* Provided entries
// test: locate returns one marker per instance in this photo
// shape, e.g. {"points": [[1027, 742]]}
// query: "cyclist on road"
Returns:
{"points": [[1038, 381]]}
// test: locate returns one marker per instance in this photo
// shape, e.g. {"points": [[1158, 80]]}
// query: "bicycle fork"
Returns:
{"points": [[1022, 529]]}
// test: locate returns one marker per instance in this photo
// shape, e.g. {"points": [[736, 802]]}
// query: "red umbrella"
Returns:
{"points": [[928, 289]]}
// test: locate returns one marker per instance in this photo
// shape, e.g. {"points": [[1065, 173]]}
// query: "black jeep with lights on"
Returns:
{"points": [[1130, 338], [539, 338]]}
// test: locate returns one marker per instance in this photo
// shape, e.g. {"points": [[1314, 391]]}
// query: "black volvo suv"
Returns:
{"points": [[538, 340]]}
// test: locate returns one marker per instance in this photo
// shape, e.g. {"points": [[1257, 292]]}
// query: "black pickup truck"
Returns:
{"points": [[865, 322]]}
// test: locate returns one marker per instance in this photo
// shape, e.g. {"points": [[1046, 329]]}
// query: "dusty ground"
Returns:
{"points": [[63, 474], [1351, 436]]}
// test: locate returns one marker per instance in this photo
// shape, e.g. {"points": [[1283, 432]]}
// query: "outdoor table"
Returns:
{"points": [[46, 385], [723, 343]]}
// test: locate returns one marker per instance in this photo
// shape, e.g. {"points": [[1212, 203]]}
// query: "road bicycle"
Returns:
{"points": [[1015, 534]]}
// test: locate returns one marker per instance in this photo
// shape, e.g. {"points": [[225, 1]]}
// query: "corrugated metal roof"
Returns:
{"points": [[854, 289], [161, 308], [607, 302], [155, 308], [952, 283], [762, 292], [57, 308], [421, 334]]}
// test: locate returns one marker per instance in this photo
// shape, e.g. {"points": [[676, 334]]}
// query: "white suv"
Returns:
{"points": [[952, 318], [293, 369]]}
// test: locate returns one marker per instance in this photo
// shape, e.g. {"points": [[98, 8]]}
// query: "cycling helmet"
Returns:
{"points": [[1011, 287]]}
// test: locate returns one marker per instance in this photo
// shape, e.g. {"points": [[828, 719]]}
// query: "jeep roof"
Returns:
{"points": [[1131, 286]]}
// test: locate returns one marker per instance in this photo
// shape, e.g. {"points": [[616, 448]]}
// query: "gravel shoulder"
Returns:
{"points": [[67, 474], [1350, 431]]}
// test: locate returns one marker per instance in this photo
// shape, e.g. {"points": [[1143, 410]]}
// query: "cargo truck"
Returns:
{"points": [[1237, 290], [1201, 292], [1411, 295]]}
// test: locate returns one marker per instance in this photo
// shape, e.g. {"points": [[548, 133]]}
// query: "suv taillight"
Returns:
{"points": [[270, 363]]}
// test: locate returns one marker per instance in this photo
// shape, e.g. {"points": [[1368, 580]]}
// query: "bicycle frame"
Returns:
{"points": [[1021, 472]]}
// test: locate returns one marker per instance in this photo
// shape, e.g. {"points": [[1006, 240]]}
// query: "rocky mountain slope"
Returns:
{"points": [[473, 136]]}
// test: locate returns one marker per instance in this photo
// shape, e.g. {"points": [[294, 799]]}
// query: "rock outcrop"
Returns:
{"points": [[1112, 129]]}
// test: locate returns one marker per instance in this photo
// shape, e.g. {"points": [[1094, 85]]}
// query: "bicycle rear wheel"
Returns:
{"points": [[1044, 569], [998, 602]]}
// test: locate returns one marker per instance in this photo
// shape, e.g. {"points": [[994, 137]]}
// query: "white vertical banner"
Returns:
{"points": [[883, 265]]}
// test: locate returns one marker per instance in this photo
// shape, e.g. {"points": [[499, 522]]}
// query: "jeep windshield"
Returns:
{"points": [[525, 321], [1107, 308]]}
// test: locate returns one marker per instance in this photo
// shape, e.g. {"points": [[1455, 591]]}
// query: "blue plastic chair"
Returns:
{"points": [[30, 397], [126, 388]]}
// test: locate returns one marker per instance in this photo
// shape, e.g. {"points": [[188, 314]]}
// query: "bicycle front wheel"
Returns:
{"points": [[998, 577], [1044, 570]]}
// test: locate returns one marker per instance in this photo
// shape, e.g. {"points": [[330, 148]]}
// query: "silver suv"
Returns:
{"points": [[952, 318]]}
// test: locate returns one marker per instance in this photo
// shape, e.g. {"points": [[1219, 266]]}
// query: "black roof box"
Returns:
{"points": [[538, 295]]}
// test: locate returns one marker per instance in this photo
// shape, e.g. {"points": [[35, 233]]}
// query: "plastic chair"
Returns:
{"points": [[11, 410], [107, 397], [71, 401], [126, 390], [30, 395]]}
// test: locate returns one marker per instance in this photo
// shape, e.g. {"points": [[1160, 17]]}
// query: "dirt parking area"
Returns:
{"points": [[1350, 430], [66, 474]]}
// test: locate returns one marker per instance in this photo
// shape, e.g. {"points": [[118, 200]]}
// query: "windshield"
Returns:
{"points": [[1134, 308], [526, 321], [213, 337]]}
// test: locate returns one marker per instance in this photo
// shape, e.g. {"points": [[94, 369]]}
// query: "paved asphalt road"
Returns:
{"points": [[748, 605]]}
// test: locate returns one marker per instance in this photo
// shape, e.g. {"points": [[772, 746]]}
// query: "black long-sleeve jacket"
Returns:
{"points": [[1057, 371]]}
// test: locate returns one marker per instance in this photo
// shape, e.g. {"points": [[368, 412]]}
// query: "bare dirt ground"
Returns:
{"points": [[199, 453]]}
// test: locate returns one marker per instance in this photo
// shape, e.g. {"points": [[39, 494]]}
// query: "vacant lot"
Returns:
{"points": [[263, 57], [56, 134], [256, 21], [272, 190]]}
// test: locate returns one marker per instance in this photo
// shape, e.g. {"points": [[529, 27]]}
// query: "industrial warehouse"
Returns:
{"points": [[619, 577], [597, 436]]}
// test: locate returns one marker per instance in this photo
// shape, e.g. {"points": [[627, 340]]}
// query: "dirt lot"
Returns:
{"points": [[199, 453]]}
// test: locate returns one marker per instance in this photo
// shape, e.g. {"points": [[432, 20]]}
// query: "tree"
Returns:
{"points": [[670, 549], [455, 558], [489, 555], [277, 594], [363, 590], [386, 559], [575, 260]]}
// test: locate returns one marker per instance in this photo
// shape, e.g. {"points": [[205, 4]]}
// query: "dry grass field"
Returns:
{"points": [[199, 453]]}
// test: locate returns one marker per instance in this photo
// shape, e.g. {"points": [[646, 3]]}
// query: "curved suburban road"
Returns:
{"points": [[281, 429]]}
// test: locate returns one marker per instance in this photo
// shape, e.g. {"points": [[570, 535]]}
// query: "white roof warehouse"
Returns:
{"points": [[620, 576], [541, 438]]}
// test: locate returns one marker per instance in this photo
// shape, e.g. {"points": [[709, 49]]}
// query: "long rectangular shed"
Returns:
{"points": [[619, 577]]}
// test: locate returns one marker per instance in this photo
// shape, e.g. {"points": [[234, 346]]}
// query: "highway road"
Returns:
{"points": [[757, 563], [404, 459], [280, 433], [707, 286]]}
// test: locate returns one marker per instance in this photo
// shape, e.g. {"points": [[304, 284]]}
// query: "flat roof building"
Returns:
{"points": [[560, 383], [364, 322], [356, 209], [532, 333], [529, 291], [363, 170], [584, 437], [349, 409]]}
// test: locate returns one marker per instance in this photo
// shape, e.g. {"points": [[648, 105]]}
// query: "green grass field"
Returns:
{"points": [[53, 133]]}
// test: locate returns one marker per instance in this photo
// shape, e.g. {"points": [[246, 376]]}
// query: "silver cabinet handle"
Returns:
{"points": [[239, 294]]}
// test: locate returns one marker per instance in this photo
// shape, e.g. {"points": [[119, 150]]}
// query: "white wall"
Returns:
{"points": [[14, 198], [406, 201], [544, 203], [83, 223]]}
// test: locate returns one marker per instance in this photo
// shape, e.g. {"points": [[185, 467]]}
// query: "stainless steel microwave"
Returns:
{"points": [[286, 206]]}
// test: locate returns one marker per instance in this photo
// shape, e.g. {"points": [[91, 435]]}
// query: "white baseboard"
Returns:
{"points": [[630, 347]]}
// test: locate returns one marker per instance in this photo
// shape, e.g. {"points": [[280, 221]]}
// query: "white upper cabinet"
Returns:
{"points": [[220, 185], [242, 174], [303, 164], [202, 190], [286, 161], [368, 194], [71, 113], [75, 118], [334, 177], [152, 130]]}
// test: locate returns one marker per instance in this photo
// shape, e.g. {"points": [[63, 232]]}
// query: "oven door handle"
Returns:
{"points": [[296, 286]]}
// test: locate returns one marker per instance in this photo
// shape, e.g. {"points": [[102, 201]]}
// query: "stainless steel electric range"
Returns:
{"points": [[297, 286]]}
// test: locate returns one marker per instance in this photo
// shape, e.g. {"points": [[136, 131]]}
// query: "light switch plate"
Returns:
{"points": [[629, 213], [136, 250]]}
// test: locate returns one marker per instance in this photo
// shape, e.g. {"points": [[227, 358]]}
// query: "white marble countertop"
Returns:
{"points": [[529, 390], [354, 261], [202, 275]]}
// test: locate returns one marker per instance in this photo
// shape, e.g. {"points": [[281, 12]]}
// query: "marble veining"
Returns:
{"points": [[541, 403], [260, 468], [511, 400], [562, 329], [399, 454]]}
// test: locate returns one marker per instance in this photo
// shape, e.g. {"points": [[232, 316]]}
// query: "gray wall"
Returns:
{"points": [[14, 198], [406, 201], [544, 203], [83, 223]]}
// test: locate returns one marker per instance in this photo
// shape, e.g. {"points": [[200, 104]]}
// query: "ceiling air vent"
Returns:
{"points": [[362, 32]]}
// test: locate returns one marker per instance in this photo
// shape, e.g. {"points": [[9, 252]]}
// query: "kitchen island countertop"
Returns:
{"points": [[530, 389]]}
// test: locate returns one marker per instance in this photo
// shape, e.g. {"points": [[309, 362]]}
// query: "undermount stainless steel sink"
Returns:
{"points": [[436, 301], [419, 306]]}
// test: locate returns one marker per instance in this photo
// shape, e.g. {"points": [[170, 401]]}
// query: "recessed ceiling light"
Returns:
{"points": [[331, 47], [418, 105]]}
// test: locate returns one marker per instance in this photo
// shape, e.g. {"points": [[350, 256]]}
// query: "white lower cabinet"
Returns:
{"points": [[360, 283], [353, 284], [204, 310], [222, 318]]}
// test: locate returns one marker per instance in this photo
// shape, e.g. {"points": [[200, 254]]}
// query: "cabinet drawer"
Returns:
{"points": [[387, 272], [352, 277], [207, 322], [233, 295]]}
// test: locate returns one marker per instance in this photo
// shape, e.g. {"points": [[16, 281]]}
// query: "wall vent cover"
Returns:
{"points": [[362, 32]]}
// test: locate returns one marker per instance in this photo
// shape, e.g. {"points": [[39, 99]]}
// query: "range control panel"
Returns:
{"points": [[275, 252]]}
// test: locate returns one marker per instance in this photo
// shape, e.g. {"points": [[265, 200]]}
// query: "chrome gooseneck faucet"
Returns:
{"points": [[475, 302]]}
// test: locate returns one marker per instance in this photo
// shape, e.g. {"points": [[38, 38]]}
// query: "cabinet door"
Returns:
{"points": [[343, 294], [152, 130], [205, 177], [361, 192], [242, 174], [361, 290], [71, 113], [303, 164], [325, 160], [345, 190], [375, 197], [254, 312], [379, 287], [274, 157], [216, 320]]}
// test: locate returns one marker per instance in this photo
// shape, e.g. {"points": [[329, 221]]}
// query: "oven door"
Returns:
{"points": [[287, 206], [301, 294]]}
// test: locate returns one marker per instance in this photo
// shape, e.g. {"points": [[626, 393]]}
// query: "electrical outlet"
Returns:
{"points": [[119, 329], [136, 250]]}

* Exercise instructions
Pull out every line of the material above that contains the string "stainless". Matching is case-sensitive.

* Answer to the exercise
// query: "stainless steel microwave"
// query: "stainless steel electric range"
// query: "undermount stainless steel sink"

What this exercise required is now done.